TEXT BLOCK:
Financial Planning Month – Tips on Financial Planning

Halloween isn’t the only thing spooky about October, it’s also Financial Planning Month. Yep, scary for many of us thinking:  “I should be saving more, I should be investing here, etc.” Never fear because recently, I had the pleasure of having a one on one chat with our Carr Workplaces client, Thomas Conway. He is the President, Founder and Managing Member of The Connemara Group, LLC and he shared some useful financial tips that everyone could benefit from.

What are some financial tips you wish your 20-25-year-old self knew?

Consistently outperforming investment markets is exceedingly difficult. Begin saving early by investing in broad, tax-efficient, low-cost mutual funds or ETFs. Find a well-qualified fee-only financial planner who is willing to provide unbiased advice when needed without managing your money for a fee or selling investment or insurance products. Building a strong, tax-efficient investment core and supplementing this core with a small number of carefully chosen stocks is likely to provide many benefits over time. Wherever possible, save on a tax-free basis using Roth accounts as a hedge against future tax rate increases. Purchasing low-cost 20-30 year level-term life insurance while one is young and healthy is essential for anyone who may one day start a family.

If I am trying to pick a financial advisor, what are some good questions I should ask? What sets a good financial advisor apart from a great financial advisor?

First, ask whether the advisor is a fiduciary and is willing to put in writing an adherence to fiduciary standards.

  1. Ask for a copy of the advisor’s Form ADV Parts 2A&2B to learn more about how the advisor operates and is compensated.
  2. Find out how long the advisor has been in a client-facing role and how many comprehensive planning engagements the advisor has completed.
  3. Ask what sorts of tools the advisor uses and how the advisor may be able to set an appropriate course for you and your household while keeping you engaged in the planning process.
  4. Ask about any specific professional designations or credentials the advisor may have that are relevant to your own needs.

WRITTEN REQUEST 1:
Reproduce the financial planning article word for word.
The article and the entries are unrelated to each other.

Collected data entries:
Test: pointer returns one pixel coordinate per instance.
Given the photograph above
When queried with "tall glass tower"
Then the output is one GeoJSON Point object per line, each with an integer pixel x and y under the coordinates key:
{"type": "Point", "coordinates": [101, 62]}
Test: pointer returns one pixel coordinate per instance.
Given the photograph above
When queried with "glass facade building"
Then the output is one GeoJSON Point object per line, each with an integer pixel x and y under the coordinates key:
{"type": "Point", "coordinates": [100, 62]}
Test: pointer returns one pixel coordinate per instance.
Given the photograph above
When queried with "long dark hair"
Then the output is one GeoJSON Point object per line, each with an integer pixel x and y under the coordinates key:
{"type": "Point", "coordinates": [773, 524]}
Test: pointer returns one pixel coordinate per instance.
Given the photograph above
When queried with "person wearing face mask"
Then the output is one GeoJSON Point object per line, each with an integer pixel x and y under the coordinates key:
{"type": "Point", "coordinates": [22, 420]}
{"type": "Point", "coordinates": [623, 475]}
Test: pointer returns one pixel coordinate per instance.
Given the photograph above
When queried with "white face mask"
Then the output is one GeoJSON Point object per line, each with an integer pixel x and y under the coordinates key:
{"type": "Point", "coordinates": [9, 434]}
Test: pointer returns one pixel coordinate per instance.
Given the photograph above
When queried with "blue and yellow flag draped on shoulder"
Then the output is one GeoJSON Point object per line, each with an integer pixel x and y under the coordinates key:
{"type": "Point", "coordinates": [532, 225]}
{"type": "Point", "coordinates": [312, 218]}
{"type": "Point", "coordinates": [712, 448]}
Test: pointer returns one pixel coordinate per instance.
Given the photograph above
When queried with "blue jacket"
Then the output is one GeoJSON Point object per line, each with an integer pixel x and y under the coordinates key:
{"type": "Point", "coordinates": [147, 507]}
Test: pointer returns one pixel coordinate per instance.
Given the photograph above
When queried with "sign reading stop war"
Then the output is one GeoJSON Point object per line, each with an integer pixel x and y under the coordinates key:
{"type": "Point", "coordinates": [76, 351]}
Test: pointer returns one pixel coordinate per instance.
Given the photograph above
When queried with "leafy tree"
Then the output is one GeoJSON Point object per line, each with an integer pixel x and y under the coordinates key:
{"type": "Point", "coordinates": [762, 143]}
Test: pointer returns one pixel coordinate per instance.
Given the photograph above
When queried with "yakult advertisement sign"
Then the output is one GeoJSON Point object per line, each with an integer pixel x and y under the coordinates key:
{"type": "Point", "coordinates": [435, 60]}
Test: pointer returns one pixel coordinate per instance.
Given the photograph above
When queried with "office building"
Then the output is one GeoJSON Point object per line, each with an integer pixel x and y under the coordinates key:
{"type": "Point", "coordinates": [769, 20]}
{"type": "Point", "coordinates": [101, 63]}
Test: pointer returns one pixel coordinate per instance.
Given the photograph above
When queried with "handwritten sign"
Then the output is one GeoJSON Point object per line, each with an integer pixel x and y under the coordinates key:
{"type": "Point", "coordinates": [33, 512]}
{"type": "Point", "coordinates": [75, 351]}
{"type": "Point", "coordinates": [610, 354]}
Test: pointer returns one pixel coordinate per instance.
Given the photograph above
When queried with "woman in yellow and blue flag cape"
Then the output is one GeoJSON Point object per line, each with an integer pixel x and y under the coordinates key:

WRITTEN REQUEST 2:
Gather every line of the entries that contains the word "building".

FINAL RESULT 1:
Financial Planning Month – Tips on Financial Planning

Halloween isn’t the only thing spooky about October, it’s also Financial Planning Month. Yep, scary for many of us thinking:  “I should be saving more, I should be investing here, etc.” Never fear because recently, I had the pleasure of having a one on one chat with our Carr Workplaces client, Thomas Conway. He is the President, Founder and Managing Member of The Connemara Group, LLC and he shared some useful financial tips that everyone could benefit from.

What are some financial tips you wish your 20-25-year-old self knew?

Consistently outperforming investment markets is exceedingly difficult. Begin saving early by investing in broad, tax-efficient, low-cost mutual funds or ETFs. Find a well-qualified fee-only financial planner who is willing to provide unbiased advice when needed without managing your money for a fee or selling investment or insurance products. Building a strong, tax-efficient investment core and supplementing this core with a small number of carefully chosen stocks is likely to provide many benefits over time. Wherever possible, save on a tax-free basis using Roth accounts as a hedge against future tax rate increases. Purchasing low-cost 20-30 year level-term life insurance while one is young and healthy is essential for anyone who may one day start a family.

If I am trying to pick a financial advisor, what are some good questions I should ask? What sets a good financial advisor apart from a great financial advisor?

First, ask whether the advisor is a fiduciary and is willing to put in writing an adherence to fiduciary standards.

  1. Ask for a copy of the advisor’s Form ADV Parts 2A&2B to learn more about how the advisor operates and is compensated.
  2. Find out how long the advisor has been in a client-facing role and how many comprehensive planning engagements the advisor has completed.
  3. Ask what sorts of tools the advisor uses and how the advisor may be able to set an appropriate course for you and your household while keeping you engaged in the planning process.
  4. Ask about any specific professional designations or credentials the advisor may have that are relevant to your own needs.

FINAL RESULT 2:
When queried with "glass facade building"
When queried with "office building"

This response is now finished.